[Passage given]
— start —
Nasa study predicts record flooding in 2030s due to Moon's 'wobble'
Climate change has caused sudden weather changes on Earth, which has led to flood in many countries, especially the United State. But now, a new study has linked extreme weather events with Earth's neighbour, the moon.
The study has been conducted by American space agency National Aeronautics and Space Administration (Nasa), which says that a 'wobble' in Moon's orbit combined with rising sea levels due to climate change will lead to devastating floods on Earth.
The study was published in the journal Nature Climate Change on June 21.
Called 'nuisance floods', these currently occur in coastal areas when the tide reaches about 2 feet above the daily average high tide. These events are much more problematic for businesses because they inundate the streets and homes, affecting everyday life.
These nuisance floods will become more frequent and irregular by mid-2030s, according to Nasa study. A majority of US coastline will see three to four times increase in high tides for at least a decade, according to the study.
It has also warned that these floods won't be spread out evenly through the year, and expected to cluster together over the span of just a few months.
— end —
[To-do list]
1. Summarize the article on the moon's wobble and coastal flooding in two sentences.
2. From the article on the moon's wobble, extract the passage starting with "The study was" and going on through "affecting everyday life.".

[Data supplied]
— start —
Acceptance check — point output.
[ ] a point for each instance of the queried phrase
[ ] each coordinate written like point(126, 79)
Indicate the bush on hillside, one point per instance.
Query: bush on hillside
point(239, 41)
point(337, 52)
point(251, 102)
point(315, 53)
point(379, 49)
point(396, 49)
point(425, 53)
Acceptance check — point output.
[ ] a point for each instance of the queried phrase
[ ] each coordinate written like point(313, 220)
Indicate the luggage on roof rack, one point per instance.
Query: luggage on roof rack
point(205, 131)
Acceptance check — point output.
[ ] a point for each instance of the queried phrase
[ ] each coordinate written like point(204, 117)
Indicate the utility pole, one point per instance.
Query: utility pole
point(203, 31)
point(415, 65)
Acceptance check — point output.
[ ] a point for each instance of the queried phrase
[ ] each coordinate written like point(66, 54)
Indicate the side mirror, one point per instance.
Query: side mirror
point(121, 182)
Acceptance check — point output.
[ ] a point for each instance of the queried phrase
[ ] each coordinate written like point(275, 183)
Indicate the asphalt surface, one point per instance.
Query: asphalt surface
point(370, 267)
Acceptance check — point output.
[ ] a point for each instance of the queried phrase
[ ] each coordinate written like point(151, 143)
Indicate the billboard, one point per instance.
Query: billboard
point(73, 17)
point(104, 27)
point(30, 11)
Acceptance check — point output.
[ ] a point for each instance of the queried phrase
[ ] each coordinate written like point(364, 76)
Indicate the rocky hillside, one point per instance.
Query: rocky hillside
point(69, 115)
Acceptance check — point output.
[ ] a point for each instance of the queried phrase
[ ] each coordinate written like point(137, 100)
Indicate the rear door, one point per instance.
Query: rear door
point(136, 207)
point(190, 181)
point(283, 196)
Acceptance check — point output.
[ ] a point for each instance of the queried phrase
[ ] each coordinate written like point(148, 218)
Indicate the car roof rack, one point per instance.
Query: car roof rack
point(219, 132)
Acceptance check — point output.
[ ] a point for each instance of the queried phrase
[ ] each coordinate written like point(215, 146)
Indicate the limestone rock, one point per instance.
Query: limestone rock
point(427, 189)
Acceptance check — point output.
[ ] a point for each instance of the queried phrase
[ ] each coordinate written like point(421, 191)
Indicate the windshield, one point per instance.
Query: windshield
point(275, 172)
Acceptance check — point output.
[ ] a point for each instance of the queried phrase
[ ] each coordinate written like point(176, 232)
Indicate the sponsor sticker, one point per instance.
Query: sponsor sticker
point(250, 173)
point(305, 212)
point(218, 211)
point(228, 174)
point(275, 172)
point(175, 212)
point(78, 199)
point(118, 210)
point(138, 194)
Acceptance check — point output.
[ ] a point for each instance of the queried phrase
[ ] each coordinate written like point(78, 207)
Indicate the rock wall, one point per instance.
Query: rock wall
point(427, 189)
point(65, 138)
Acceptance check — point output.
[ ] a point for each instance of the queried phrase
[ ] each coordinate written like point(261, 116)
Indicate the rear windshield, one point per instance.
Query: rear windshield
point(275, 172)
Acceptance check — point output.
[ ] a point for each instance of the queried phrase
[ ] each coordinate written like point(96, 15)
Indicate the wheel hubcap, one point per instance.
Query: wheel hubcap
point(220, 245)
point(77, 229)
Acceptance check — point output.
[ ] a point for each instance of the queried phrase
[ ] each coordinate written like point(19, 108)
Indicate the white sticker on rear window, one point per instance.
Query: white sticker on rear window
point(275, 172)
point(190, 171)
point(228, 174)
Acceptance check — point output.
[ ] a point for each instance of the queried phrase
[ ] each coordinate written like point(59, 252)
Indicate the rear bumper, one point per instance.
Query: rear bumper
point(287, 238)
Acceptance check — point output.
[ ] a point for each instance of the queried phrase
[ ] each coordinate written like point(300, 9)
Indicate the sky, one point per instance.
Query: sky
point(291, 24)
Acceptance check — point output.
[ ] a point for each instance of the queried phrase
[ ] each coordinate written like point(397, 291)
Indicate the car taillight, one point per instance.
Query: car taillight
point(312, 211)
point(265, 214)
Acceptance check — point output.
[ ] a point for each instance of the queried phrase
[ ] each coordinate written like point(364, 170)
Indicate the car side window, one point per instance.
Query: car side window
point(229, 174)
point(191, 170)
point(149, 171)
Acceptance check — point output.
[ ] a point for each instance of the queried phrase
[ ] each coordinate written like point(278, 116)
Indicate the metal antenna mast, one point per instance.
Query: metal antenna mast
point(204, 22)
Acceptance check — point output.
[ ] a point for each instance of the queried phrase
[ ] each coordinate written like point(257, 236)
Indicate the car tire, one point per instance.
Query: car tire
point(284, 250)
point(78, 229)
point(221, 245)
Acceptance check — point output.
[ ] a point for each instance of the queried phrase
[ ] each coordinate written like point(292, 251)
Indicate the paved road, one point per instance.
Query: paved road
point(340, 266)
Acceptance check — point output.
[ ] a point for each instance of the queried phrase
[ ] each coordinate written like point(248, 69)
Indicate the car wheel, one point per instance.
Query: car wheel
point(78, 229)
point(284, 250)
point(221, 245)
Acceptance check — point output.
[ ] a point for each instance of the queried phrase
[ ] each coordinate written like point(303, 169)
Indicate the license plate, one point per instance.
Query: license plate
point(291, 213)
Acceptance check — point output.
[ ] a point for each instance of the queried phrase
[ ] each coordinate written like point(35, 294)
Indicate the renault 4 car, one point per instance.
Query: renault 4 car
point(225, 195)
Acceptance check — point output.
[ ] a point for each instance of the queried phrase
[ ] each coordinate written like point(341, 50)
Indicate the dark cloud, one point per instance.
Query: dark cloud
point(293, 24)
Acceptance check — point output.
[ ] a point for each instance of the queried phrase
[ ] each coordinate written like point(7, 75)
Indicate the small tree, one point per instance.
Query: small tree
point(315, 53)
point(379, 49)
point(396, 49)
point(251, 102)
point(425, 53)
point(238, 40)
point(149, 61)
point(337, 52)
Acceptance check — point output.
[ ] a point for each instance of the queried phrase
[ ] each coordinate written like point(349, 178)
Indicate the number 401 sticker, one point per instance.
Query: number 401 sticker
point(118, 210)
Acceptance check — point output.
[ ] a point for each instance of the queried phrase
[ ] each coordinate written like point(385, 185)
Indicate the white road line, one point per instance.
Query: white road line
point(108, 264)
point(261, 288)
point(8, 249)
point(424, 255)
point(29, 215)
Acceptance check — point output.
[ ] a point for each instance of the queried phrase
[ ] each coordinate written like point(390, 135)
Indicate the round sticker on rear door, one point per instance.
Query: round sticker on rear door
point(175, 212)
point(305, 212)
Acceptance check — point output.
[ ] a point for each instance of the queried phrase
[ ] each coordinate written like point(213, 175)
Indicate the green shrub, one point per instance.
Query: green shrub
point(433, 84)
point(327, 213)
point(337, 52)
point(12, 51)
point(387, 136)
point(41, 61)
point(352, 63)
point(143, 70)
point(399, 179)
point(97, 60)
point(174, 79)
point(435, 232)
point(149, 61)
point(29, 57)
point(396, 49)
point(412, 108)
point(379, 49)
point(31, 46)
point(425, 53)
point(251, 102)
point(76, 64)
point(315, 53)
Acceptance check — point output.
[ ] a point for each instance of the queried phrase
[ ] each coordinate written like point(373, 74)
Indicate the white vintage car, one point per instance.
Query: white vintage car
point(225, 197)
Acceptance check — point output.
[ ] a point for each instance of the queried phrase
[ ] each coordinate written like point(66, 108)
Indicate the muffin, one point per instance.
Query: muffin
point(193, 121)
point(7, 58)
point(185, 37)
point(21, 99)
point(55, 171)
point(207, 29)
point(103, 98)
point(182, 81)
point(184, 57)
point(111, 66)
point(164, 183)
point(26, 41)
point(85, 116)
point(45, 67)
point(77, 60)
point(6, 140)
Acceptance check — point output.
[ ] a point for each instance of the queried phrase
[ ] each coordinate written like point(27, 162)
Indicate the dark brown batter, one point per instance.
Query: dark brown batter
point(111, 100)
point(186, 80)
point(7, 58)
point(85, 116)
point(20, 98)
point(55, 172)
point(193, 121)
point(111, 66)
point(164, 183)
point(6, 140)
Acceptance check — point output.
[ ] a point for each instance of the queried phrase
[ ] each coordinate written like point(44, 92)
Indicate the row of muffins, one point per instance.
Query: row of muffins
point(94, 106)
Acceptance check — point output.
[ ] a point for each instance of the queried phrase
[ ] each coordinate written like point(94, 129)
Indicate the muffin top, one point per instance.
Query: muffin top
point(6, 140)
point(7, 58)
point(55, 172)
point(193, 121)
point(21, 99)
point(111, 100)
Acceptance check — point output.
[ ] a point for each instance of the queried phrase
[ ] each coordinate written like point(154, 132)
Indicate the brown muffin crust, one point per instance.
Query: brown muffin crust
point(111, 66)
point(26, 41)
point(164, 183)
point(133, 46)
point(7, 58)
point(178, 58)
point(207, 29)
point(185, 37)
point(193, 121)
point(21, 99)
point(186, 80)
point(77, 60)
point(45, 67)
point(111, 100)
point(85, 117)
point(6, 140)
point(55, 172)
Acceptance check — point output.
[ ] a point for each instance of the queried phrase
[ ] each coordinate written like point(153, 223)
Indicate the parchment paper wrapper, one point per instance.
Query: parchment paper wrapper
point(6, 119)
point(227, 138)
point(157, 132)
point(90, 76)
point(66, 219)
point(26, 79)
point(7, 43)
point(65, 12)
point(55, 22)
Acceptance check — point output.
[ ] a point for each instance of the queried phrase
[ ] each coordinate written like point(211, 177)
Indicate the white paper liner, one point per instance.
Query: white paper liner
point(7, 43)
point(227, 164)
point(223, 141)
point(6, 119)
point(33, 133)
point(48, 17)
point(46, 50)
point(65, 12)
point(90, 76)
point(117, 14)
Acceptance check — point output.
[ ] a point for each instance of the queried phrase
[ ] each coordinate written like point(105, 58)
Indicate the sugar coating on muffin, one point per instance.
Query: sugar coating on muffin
— end —
[Results of the exercise]
1. A Nasa study published in the journal Nature Climate Change on June 21 says that a wobble in the moon's orbit, combined with rising sea levels due to climate change, will lead to devastating floods on Earth. It predicts that nuisance floods, which occur when the tide reaches about 2 feet above the daily average high tide, will become more frequent and irregular by the mid-2030s, with a majority of the US coastline seeing a three- to fourfold increase in high tides for at least a decade and floods clustering within a few months.

2.
The study was published in the journal Nature Climate Change on June 21.
Called 'nuisance floods', these currently occur in coastal areas when the tide reaches about 2 feet above the daily average high tide. These events are much more problematic for businesses because they inundate the streets and homes, affecting everyday life.